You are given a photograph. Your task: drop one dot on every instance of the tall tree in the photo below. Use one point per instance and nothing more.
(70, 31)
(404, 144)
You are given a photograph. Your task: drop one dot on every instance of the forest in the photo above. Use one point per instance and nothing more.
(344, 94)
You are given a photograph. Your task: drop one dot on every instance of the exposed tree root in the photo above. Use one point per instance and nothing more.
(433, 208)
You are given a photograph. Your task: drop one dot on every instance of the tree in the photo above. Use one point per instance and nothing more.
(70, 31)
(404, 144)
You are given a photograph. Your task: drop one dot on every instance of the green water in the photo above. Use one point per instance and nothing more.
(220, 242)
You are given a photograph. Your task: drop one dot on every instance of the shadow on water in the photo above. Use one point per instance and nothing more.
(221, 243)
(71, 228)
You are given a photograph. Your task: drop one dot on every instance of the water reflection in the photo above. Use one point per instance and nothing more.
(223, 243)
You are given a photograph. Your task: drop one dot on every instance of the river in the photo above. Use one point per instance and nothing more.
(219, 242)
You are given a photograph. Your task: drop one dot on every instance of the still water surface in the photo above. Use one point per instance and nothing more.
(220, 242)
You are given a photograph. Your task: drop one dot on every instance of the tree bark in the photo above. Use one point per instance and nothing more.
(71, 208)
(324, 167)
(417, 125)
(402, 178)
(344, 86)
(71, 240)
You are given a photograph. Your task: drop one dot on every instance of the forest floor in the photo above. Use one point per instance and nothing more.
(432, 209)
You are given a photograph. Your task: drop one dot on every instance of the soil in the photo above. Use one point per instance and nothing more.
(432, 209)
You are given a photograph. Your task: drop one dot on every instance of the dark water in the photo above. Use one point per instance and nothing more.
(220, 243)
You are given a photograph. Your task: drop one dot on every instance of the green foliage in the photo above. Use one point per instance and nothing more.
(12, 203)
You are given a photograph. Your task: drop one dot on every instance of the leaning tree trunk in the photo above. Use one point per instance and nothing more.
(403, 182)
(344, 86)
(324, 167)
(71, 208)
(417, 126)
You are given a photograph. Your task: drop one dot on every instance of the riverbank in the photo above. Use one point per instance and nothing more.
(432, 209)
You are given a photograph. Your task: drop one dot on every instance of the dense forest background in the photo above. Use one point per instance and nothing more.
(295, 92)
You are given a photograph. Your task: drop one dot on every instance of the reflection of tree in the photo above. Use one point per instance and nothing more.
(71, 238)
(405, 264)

* EXERCISE OBJECTIVE *
Without altering a single word, copy the listing above.

* FINISHED TASK *
You are given a photograph. Your task: drop one dot on every instance of the tall tree in the photo below. Use one point per instance and nothing more.
(70, 31)
(404, 144)
You are given a photograph. Your task: drop one dot on every instance of the forest in the photo above. Use one point per instance and nothing more.
(344, 94)
You are given a photograph. Your task: drop one dot on every instance of the exposed tree root in the photo above. Use one point per instance and nothing more.
(433, 208)
You are given a photograph. Your task: drop one dot on every instance of the tree in the photo above. Use one point per instance and nothing more.
(70, 31)
(404, 144)
You are given a photograph. Your task: drop one dot on every instance of the green water in the photo above. Use one point per instance and nothing more.
(220, 242)
You are given a photograph. Your task: drop one dot on every instance of the shadow on water in the photo above. Use one point per instance and nothing more.
(221, 243)
(71, 228)
You are given a photograph. Your task: drop one dot on every instance of the water reflection in the photo above. Use one point per instance and nothing more.
(223, 243)
You are given a photograph. Your task: drop one dot on every instance of the river in the photo above. Use one point per instance and nothing more.
(219, 242)
You are given a photograph. Your task: drop one dot on every instance of the still water surface in the photo above. Use one point per instance and nothing more.
(220, 242)
You are given a photograph. Your task: drop one dot on every instance of the tree bark in the photo above. Use one point per instance and nothing more.
(71, 208)
(324, 167)
(417, 125)
(402, 178)
(344, 86)
(71, 240)
You are given a photograph. Your task: drop one dot on every instance of the forest floor in the photo above. Use one point per instance and nothing more.
(432, 209)
You are given a photograph. Your task: drop one dot on every instance of the soil in the photo above. Use one point per instance and nothing more.
(432, 209)
You are given a photograph. Your task: drop one dot on every instance of the dark water in the photo above. Use one point per instance and nothing more.
(220, 243)
You are given a photograph. Your task: drop one dot on every instance of the green foliage in the photo above. Use one point per instance and nothing more.
(12, 203)
You are given a photograph. Your task: drop one dot on every instance of the leaning tree trunk in the photo above. Use one point per instance and nothing more.
(403, 182)
(344, 86)
(324, 167)
(71, 208)
(417, 126)
You are given a photograph. Your task: drop one dot on every instance of the riverbank in the photo above. Use one point per instance and nothing more.
(432, 209)
You are given a photograph. Your task: drop one dot on every instance of the dense forest background in the photo above. Use one point per instance and nothing more.
(295, 92)
You are given a photograph. Your task: drop one dot on every instance of the reflection of tree in the photo above. Use one point per instance and nothing more.
(71, 238)
(405, 264)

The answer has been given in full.